▶ Given records:
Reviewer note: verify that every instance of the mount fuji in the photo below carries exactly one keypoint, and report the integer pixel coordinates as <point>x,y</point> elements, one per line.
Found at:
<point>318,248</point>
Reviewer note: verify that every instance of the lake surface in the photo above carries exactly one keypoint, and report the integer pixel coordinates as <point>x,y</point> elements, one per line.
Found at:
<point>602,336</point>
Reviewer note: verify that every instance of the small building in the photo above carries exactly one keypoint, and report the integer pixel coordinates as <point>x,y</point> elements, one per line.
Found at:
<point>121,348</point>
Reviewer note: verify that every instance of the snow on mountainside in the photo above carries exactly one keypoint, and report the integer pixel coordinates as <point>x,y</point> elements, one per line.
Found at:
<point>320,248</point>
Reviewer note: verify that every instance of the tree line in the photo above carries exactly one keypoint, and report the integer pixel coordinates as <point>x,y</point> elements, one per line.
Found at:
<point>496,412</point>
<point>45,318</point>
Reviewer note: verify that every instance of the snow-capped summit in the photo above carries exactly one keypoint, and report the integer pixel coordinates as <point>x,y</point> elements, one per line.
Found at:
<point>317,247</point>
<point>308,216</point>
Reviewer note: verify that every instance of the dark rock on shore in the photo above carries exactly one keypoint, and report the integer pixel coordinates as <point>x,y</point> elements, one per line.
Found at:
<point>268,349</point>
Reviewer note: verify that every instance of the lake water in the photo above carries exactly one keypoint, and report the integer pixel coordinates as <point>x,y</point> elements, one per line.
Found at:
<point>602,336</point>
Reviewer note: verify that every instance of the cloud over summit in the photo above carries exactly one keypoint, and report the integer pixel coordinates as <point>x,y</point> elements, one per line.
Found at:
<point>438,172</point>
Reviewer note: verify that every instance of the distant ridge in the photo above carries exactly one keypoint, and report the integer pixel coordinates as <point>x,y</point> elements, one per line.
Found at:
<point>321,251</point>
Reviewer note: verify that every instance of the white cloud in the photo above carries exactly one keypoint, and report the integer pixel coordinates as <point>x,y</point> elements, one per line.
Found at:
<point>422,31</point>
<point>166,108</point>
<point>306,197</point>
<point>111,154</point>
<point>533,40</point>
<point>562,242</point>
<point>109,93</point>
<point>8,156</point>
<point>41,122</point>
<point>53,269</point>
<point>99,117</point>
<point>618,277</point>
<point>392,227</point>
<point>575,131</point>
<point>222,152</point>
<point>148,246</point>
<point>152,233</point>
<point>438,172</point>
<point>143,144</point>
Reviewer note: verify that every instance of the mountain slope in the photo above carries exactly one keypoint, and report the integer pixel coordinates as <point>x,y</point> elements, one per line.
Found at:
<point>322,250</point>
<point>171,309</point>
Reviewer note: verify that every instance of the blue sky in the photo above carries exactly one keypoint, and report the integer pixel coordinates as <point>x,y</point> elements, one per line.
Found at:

▶ Problem description: Return the full data above, line for line.

▶ Your response:
Reviewer note: verify that every instance of the mount fuji in the photo below carries exactly one keypoint, and report the integer pixel coordinates as <point>x,y</point> elements, one per line.
Found at:
<point>318,248</point>
Reviewer note: verify that every instance of the lake surface in the photo above carries exactly one keypoint, and report the integer pixel coordinates as <point>x,y</point> elements, one per line.
Found at:
<point>602,336</point>
Reviewer note: verify that every instance of the small building in the photo above carries exactly one keypoint, and report the integer pixel coordinates as <point>x,y</point> elements, one per line.
Found at:
<point>121,348</point>
Reviewer note: verify that every instance of the snow on mountainside in the photo above carries exactly one keypoint, and report the integer pixel coordinates as <point>x,y</point> elements, one per line.
Found at:
<point>320,248</point>
Reviewer note: verify that every instance of the tree line in the photo above carries exactly one keypoint, and report the integer pixel coordinates as <point>x,y</point> elements, one per line.
Found at:
<point>496,412</point>
<point>45,318</point>
Reviewer note: verify that every instance of the snow-capped summit in the photo above carries exactly one keypoint, and report the integer pixel coordinates as <point>x,y</point> elements, one per line.
Found at:
<point>317,247</point>
<point>308,216</point>
Reviewer note: verify that every instance of the dark rock on shore in the photo above carries exactly one keypoint, and report the integer pixel coordinates as <point>x,y</point> elements, one per line.
Found at:
<point>268,349</point>
Reviewer note: verify that every instance of the lake water in the photo above carries exactly one keypoint, and report the integer pixel coordinates as <point>x,y</point> elements, one per line.
Found at:
<point>602,336</point>
Reviewer note: verify that every instance of the cloud over summit in the photo above carries exactly one keypoint, and report the integer pixel coordinates as <point>x,y</point> elements, one per line.
Found at:
<point>438,172</point>
Reviewer note: verify that every instance of the distant ridge in the photo above carries exactly one keypoint, and report the integer pixel coordinates as <point>x,y</point> elements, one per line.
Found at:
<point>321,251</point>
Reviewer note: verify that every instance of the white cloud in the photo above carries exactly one keypoint, and report the integer pixel coordinates as <point>x,y</point> elements, one per line.
Found at:
<point>422,31</point>
<point>166,108</point>
<point>306,197</point>
<point>111,154</point>
<point>533,40</point>
<point>562,242</point>
<point>109,93</point>
<point>8,156</point>
<point>41,122</point>
<point>53,269</point>
<point>99,117</point>
<point>618,277</point>
<point>392,227</point>
<point>575,131</point>
<point>222,152</point>
<point>148,246</point>
<point>152,233</point>
<point>438,172</point>
<point>143,144</point>
Reviewer note: verify that every instance of the mountain slope in the photo above carries exactly one keypoint, and report the integer pixel coordinates as <point>x,y</point> elements, one per line.
Found at:
<point>322,250</point>
<point>171,309</point>
Reviewer note: verify that every instance of the blue sky in the photo above carries exactly one keypoint, and report the integer pixel coordinates as <point>x,y</point> elements, one per line.
Found at:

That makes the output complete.